** Start of DATASET **

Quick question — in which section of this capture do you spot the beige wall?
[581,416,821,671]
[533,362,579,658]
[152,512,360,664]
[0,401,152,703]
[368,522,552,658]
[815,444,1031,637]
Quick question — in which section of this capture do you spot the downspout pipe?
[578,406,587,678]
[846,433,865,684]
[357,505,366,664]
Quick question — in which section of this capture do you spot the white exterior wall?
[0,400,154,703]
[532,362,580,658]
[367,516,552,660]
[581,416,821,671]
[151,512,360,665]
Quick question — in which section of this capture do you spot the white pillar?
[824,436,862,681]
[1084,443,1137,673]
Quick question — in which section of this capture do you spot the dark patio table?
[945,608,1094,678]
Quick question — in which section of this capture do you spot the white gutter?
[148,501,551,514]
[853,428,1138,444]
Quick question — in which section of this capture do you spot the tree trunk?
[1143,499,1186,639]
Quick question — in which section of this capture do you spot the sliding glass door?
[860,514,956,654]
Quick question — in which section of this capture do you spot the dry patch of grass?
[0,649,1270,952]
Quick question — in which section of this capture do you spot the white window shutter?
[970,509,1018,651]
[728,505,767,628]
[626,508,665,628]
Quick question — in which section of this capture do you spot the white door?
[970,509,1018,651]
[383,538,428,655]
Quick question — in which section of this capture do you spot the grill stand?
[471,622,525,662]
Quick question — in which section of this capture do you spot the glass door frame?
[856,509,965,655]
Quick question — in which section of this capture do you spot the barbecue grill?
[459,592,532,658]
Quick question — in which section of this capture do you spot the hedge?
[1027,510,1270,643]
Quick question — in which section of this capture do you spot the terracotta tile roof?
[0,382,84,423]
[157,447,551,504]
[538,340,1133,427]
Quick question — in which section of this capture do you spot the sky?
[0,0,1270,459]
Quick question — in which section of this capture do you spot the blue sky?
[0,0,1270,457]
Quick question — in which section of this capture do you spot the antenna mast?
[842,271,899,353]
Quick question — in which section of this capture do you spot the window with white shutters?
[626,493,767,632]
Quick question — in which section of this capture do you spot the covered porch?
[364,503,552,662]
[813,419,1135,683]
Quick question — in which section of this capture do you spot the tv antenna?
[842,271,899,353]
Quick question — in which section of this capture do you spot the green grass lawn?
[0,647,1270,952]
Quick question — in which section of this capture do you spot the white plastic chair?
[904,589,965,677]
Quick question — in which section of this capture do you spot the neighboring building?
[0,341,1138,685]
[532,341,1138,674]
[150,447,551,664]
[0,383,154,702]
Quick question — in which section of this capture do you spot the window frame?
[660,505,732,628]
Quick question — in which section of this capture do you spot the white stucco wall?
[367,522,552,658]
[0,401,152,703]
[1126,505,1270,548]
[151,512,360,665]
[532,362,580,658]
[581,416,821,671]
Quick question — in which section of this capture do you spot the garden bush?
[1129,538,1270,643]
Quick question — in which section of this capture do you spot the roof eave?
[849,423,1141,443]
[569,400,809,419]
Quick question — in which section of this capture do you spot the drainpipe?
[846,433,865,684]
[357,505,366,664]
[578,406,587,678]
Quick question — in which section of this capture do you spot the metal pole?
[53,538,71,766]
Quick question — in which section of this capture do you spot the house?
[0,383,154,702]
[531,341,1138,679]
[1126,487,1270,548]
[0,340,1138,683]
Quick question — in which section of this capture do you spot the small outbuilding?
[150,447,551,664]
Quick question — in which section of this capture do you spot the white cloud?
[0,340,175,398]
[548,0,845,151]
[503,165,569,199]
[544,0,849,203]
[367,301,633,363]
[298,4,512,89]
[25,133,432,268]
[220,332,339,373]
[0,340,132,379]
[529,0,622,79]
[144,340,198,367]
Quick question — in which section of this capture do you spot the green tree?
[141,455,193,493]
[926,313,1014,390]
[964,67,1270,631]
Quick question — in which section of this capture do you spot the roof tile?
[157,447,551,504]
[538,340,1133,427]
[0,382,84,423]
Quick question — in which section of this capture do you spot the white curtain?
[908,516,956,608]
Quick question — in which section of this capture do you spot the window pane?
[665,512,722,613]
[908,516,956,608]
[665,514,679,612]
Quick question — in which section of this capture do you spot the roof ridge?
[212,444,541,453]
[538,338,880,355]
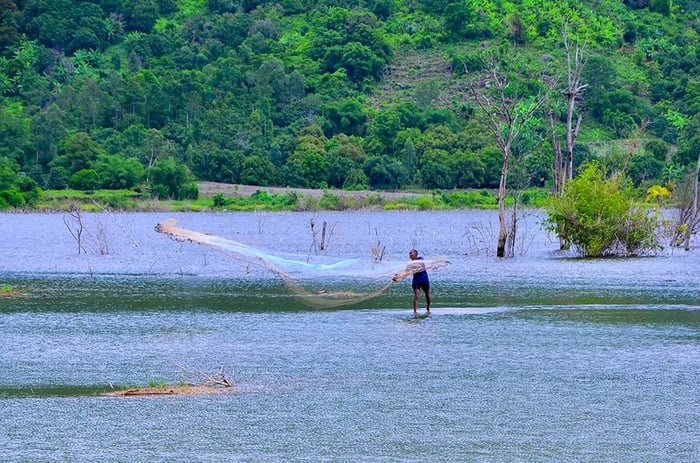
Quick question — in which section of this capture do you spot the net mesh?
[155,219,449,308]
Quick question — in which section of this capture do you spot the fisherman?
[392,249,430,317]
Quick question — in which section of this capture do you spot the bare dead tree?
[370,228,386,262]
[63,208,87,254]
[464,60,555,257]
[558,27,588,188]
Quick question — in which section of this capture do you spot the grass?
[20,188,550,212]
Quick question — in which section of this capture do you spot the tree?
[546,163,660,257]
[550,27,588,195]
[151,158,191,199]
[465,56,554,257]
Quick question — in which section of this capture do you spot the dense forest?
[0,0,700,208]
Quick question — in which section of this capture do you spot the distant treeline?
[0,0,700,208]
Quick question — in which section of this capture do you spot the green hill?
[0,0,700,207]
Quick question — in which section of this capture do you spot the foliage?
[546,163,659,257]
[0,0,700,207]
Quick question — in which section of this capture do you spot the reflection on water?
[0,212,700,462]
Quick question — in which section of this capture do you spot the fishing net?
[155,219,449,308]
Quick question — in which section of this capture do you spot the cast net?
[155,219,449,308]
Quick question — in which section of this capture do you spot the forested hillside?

** End of DATASET **

### TASK REQUIREMENTS
In the entries above, take the line containing "the green hill?" and each later line through the last, and repeat them exactly. Output nothing else.

### COMPLETED TASK
Quick question — in which section of this capture do you spot the green hill?
[0,0,700,207]
Quick question — in which section of this capture do you spot the foliage?
[546,163,659,257]
[0,0,700,207]
Quick question — in which section of this capture do you spot the reflection on water?
[0,212,700,462]
Quick question — in which section of this capture do you spot the fishing net?
[155,219,449,308]
Quick question — in which section of this capture do you spot the cast net?
[155,219,449,308]
Quick question — in which section of this capture do you spot the forested hillside?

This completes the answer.